• [Task prompt]: From the line with "the shrub, locate" to the last line of the data below, repeat every line exactly and add nothing.
------------------------------
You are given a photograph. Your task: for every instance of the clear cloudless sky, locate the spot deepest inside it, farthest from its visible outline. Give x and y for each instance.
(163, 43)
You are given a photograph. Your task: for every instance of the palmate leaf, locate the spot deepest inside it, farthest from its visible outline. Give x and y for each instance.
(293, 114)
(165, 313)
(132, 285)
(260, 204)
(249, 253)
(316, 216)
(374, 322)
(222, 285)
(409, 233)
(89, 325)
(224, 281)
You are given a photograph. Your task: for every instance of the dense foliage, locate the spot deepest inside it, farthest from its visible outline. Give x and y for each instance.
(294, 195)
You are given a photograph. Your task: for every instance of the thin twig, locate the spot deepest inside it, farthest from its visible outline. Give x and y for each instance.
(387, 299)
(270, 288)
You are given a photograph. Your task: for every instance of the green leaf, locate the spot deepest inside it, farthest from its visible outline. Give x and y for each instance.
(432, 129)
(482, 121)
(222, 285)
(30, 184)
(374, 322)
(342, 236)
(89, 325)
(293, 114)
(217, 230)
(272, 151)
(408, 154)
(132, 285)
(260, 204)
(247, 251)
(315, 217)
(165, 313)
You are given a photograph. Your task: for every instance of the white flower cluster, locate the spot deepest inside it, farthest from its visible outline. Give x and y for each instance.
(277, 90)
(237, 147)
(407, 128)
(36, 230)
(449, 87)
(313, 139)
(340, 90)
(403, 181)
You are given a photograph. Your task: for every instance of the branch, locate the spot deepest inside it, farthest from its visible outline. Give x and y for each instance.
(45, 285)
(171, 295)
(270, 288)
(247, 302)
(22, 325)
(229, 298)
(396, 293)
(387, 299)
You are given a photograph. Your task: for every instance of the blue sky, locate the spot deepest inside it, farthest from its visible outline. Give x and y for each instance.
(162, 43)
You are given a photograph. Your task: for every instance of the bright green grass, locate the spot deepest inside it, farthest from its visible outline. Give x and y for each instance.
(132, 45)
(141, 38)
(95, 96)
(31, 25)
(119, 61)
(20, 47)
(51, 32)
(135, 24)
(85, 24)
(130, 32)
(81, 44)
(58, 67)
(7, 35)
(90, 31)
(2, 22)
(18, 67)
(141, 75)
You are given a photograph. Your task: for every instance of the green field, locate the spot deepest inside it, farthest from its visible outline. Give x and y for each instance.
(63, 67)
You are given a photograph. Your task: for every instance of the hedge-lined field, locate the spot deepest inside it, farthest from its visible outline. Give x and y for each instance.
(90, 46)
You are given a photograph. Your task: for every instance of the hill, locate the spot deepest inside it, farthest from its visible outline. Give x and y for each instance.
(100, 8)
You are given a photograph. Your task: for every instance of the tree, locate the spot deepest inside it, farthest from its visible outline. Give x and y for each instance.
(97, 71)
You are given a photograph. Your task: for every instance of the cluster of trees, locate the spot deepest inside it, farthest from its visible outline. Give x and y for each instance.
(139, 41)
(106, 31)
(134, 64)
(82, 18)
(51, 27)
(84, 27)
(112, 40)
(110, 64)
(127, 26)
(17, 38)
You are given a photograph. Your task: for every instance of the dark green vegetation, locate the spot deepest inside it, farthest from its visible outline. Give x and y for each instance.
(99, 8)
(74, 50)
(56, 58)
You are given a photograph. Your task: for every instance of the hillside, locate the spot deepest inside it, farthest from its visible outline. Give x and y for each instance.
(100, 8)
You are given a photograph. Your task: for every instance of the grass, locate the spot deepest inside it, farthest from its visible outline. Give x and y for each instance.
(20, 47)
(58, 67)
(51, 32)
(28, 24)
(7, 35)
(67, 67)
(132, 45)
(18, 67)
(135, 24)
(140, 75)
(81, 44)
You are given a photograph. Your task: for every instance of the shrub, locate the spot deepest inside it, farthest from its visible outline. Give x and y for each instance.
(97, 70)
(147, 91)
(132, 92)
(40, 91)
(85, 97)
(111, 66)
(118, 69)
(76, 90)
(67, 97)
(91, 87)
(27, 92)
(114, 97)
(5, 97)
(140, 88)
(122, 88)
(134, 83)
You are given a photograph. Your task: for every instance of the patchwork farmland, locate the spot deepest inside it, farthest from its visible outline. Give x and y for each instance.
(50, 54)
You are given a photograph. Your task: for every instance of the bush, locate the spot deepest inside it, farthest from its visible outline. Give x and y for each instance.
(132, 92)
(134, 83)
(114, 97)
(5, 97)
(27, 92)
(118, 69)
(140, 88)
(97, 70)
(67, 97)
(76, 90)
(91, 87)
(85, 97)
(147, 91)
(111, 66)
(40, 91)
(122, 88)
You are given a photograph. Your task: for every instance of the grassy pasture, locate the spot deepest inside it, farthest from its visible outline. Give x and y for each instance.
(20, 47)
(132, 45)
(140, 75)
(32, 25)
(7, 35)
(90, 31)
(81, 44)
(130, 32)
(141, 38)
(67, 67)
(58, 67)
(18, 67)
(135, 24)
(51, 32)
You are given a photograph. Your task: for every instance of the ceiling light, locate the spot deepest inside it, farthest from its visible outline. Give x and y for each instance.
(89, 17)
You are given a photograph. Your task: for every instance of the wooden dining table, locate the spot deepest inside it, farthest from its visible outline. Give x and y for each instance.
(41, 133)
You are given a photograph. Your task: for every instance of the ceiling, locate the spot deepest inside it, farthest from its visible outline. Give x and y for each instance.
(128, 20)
------------------------------
• [Task answer]:
You are given a photograph. Your task: for every instance of the shrub, locate the spot deepest inside it, farthest from its visible outline. Give x and y for each instance.
(97, 70)
(147, 91)
(132, 92)
(40, 91)
(85, 97)
(111, 66)
(118, 69)
(76, 90)
(67, 97)
(91, 87)
(27, 92)
(114, 97)
(5, 97)
(140, 88)
(122, 88)
(134, 83)
You are given a photograph. Your task: for every instance of the patchwork farmland, locate the spot deepest inside it, farthest from its visible outline. Give x and y for each instance.
(50, 54)
You are given a photograph. Your task: for every instance of the bush, locate the spot deepest inside it, farthest from its visible outline. Give x and y for each instance.
(132, 92)
(134, 83)
(114, 97)
(5, 97)
(27, 92)
(118, 69)
(140, 88)
(97, 70)
(67, 97)
(76, 90)
(91, 87)
(85, 97)
(147, 91)
(111, 66)
(40, 91)
(122, 88)
You are given a photograph. Your task: for every instance of the grassy pasture, locate the spot deepest inside it, farthest from its visible outline. Give x and y for each instance.
(20, 47)
(132, 45)
(140, 75)
(32, 25)
(7, 35)
(90, 31)
(81, 44)
(130, 32)
(141, 38)
(67, 67)
(58, 67)
(18, 67)
(135, 24)
(51, 32)
You are given a photograph. Your task: for every instance of the ceiling light, locate the spot deepest inside it, farthest from its visible outline. Give x and y for each instance.
(89, 17)
You are given a photograph. Your task: for every instance of the wooden dining table, locate the spot deepest inside it, farthest from its visible outline. Give x and y for each instance.
(41, 133)
You are given a photograph. Your task: for every instance of the ceiling, locate the spot deepest inside it, farthest from its visible outline. Give x and y for each instance.
(128, 20)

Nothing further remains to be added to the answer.